• Data provided:
· · · · · · ·

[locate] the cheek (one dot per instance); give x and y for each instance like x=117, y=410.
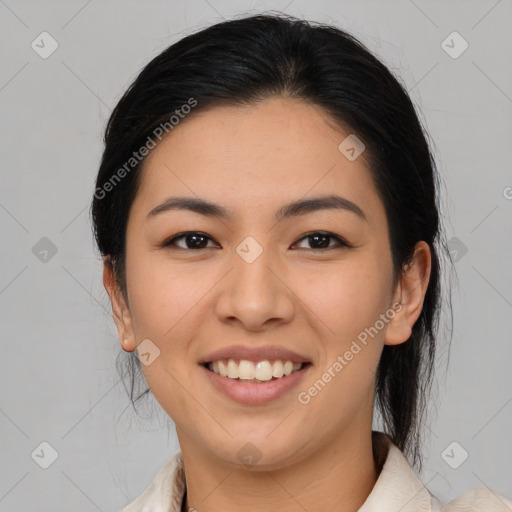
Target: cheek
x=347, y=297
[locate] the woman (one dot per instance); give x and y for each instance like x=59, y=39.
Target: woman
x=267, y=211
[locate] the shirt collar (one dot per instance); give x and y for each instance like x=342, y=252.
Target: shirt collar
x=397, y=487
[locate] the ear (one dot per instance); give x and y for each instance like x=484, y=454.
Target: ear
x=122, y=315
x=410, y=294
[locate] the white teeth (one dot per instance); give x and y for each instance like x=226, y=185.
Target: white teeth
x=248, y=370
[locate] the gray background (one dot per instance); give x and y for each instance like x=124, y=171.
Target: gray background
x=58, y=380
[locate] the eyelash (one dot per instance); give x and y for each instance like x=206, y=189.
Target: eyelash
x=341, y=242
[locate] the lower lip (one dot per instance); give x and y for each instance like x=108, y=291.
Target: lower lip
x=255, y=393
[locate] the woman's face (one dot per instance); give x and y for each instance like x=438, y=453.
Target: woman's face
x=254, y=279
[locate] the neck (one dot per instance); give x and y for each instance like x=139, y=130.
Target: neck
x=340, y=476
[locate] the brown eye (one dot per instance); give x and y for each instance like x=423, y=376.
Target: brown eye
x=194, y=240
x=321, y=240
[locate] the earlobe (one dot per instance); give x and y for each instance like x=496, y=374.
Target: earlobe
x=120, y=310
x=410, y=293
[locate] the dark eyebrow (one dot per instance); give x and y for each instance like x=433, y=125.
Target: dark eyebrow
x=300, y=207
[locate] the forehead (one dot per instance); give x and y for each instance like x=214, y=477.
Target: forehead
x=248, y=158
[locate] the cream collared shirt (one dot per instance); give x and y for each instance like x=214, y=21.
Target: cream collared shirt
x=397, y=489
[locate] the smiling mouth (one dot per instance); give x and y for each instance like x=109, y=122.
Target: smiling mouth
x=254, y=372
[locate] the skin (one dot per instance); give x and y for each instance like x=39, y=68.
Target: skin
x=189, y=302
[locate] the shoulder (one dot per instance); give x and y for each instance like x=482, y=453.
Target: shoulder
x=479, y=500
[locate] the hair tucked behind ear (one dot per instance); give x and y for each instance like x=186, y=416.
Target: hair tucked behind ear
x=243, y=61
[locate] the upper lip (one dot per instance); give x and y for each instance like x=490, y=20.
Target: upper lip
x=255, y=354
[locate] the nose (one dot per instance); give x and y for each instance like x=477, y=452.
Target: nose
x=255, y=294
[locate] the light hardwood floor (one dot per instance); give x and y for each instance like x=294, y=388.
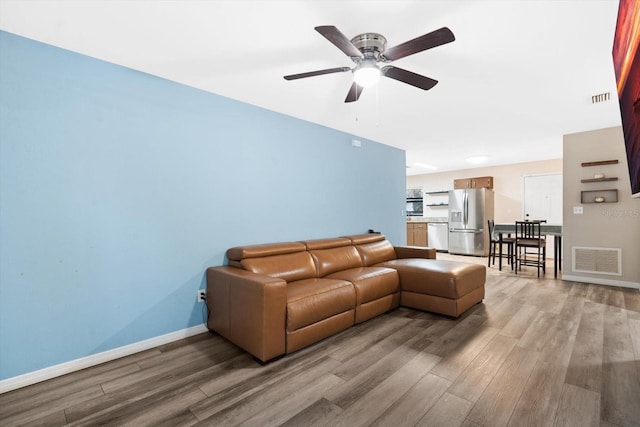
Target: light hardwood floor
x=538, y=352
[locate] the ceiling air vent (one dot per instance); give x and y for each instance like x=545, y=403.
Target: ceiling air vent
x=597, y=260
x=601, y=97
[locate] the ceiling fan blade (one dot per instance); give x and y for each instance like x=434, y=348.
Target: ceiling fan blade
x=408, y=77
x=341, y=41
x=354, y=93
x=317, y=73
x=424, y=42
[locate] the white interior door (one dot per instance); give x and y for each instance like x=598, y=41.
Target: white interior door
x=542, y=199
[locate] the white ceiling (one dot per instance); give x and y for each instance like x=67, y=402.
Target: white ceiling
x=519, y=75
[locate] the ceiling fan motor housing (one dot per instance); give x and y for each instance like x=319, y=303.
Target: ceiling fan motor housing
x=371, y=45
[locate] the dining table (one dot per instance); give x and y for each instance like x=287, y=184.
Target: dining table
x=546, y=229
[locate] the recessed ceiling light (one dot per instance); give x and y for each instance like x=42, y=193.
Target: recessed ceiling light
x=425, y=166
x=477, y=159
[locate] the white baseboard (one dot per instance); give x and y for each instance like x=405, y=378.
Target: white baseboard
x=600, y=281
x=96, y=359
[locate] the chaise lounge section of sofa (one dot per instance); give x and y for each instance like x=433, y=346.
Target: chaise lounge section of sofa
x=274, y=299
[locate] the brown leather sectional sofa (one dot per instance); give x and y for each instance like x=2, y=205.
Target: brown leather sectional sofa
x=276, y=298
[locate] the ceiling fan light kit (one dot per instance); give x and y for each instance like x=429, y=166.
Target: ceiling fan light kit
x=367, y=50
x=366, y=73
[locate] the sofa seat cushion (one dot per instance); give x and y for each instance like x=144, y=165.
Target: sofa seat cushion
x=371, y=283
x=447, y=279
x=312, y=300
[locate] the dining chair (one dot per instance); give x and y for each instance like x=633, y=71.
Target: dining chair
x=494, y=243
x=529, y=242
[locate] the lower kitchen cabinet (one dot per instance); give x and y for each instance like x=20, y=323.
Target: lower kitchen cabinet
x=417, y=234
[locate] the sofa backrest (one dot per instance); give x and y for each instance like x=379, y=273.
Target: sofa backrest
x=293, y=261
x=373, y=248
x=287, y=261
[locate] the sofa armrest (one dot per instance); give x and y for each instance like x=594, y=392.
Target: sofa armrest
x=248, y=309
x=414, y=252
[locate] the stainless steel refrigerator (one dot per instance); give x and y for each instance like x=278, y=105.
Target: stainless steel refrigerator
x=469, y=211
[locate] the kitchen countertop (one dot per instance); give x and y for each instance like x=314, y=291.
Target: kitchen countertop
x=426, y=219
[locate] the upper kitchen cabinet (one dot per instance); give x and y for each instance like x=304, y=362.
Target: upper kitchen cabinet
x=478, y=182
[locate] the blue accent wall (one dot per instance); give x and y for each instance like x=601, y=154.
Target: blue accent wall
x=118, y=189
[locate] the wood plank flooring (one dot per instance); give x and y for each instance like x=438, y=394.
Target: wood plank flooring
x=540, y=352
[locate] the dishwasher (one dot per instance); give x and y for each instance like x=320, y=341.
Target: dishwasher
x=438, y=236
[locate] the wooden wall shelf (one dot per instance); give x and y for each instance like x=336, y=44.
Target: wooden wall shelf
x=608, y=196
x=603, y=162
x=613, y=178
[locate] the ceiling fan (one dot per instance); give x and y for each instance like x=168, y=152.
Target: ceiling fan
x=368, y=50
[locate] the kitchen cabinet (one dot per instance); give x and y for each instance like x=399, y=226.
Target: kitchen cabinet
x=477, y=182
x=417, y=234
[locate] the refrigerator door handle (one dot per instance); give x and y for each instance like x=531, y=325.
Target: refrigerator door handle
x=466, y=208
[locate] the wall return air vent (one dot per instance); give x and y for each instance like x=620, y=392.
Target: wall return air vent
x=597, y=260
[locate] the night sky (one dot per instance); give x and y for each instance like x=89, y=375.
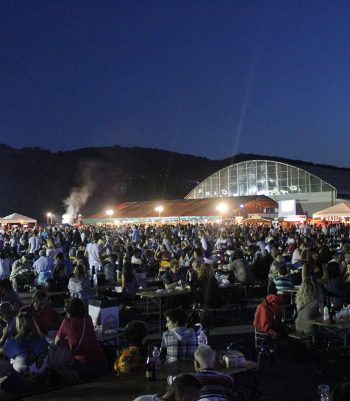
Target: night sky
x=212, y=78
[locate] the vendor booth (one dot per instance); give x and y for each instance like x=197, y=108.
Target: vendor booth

· · · · · · ·

• Written request: Copy every one of the records above word for word, leaving out the pictures.

• Problem solution:
[locate] the cheek (one dot per instance); give x and y for each instance like x=117, y=410.
Target: cheek
x=347, y=297
[locate] the woman (one dot per instance); give x and y for each instance like x=59, y=39.
Target: woman
x=267, y=211
[locate] the shirt collar (one dot per instance); give x and y for each instance like x=342, y=252.
Target: shirt collar
x=397, y=487
[locate] the ear (one dot per instance); give x and y for each instance like x=484, y=454.
Target: ear
x=122, y=315
x=410, y=294
[locate] the white teeth (one dot per instance); give x and y for each instance like x=226, y=185.
Target: white teeth
x=248, y=370
[locate] the gray background (one dot per instance); give x and y for each instance like x=124, y=171.
Target: gray background
x=58, y=380
[locate] the eyelash (one dot per instance); give x and y for each instance like x=206, y=189.
Target: eyelash
x=341, y=242
[locate] the lower lip (one dot per instance); give x and y for each instance like x=108, y=291.
Target: lower lip
x=255, y=393
[locate] the woman's face (one dot per instance); give x and y for each instance like x=438, y=453.
Target: woman's face
x=254, y=279
[locate] the neck (one dot per instance); give x and y for each instance like x=139, y=130.
Target: neck
x=340, y=476
[locate] the brown eye (one dot per instance); give x and y for each instance like x=423, y=376.
Target: brown eye
x=194, y=240
x=321, y=240
[locate] the earlobe (one dot per instance); give x and y for each instance like x=496, y=374.
Target: earlobe
x=120, y=310
x=410, y=293
[locate] the dark eyebrow (one dot per instance); give x and y for each instance like x=433, y=125.
Target: dark eyebrow
x=300, y=207
[locate] the forehead (one dot per instance); give x and y for each instance like x=214, y=477.
Target: forehead
x=248, y=158
[locate] the cream collared shirt (one dot per instance); give x and y for each instance like x=214, y=21.
Target: cream collared shirt
x=397, y=489
[locate] the smiling mouth (one dot per instance); give x and y for each instance like x=109, y=122.
Target: smiling mouth
x=254, y=372
[locate] the skin (one dot per instance); give x and y for each instance like x=39, y=68.
Target: skin
x=189, y=302
[locate] the shoulder (one dot per instance); give x and y for each instance like x=482, y=453.
Target: shoulder
x=479, y=500
[locate] the hair tucked behind ear (one dot per instance); give x and y for each instance like x=186, y=416.
Target: hair tucked behind ear
x=243, y=61
[locate] the upper lip (one dot per instance); give x and y for each instance like x=490, y=20.
Target: upper lip
x=255, y=354
[locate] the nose (one dot per instance); give x and y for each instance like x=477, y=452.
Target: nose
x=255, y=294
[locate] the light hardwood floor (one dot per instance); give x and y for each instance like x=294, y=388.
Target: light hardwood floor
x=538, y=352
[locate] the ceiling air vent (one dot per instance); give x and y for each instance like x=545, y=403.
Target: ceiling air vent
x=597, y=260
x=601, y=97
[locate] the ceiling fan blade (one dot per instance); give x and y for each instance like x=434, y=348.
Target: ceiling fan blade
x=408, y=77
x=341, y=41
x=354, y=93
x=317, y=73
x=424, y=42
[locate] the white interior door (one dot per instance); give x and y for each instance like x=598, y=41.
Target: white interior door
x=542, y=199
[locate] the white ceiling (one dot per instance); give x and y for each instance like x=67, y=402.
Target: white ceiling
x=519, y=75
[locate] the ceiling fan motor housing (one dot per instance); give x and y for each instance like x=319, y=303.
Target: ceiling fan motor housing
x=371, y=45
[locate] the dining table (one dot per instance); give x and y for each instance like x=287, y=184.
Target: dining table
x=546, y=229
[locate] the recessed ceiling light (one dot per instance); give x and y for each instance like x=42, y=193.
Target: recessed ceiling light
x=425, y=166
x=477, y=159
[locate] the white baseboard (one dot per instance); give x and y for each instance like x=405, y=378.
Target: white baseboard
x=600, y=281
x=96, y=359
[locate] the chaise lounge section of sofa (one dot per instance); give x and y for each instance like x=433, y=346.
Target: chaise lounge section of sofa
x=274, y=299
[locate] the brown leather sectional sofa (one dot per instance); give x and y for each instance like x=2, y=205.
Target: brown leather sectional sofa
x=276, y=298
[locate] the ceiling fan light kit (one dot per instance); give x and y for each instance like x=429, y=166.
Target: ceiling fan light kit
x=367, y=50
x=366, y=73
[locate] the sofa seat cushion (one dot per instance); give x and y for each instance like x=144, y=165.
Target: sofa seat cushion
x=371, y=283
x=447, y=279
x=312, y=300
[locate] the dining chair (one dot per instance); give x and y for each instance like x=633, y=71.
Target: dining chair
x=494, y=243
x=529, y=242
[locate] the lower kitchen cabinet (one dot per instance); give x and y for each instance like x=20, y=323.
Target: lower kitchen cabinet
x=417, y=234
[locate] the sofa backrest (one dot per instance); give x and y for each instance like x=379, y=273.
Target: sofa backrest
x=293, y=261
x=373, y=248
x=287, y=261
[locate] the sofa armrest (one dot per instance); give x and y for each instance like x=594, y=392.
Target: sofa armrest
x=248, y=309
x=414, y=252
[locate] the stainless steel refrigerator (one dot per instance); give x and y for each instance like x=278, y=105.
Target: stainless steel refrigerator
x=469, y=211
[locate] the kitchen countertop (one dot per instance); give x and y for each instance like x=314, y=291.
Target: kitchen countertop
x=426, y=219
[locate] the upper kitchen cabinet (one dot per instance); give x and y for each instance like x=304, y=362.
Target: upper kitchen cabinet
x=478, y=182
[locate] the blue accent wall (one dot per instance); give x and y for each instance like x=601, y=154.
Target: blue accent wall
x=118, y=189
[locate] the wood plank flooring (one dot per instance); give x and y for each instance like x=438, y=394.
Target: wood plank flooring
x=540, y=352
[locate] the dishwasher (one dot per instance); give x and y for each instance like x=320, y=341.
Target: dishwasher
x=438, y=236
[locate] the wooden wall shelf (one dot per instance); give x and y for each instance like x=336, y=44.
Target: wooden wall shelf
x=608, y=196
x=603, y=162
x=613, y=178
[locate] the ceiling fan (one dot per instance); give x and y for each instance like x=168, y=152.
Target: ceiling fan
x=368, y=50
[locate] the kitchen cabinet (one dot per instance); give x and y for each instance like x=399, y=226.
Target: kitchen cabinet
x=477, y=182
x=417, y=234
[locate] the refrigerator door handle (one dot per instance); give x and y for each instance like x=531, y=325.
Target: refrigerator door handle
x=466, y=208
[locate] the wall return air vent (one dot per instance); give x and y for each instance like x=620, y=392.
Target: wall return air vent
x=597, y=260
[locate] the night sky (one dot per instance); give x and y for each instance like x=89, y=375.
Target: night sky
x=212, y=78
[locate] the vendor booth (one dot per instance); give x and y for each instance like x=197, y=108.
Target: vendor booth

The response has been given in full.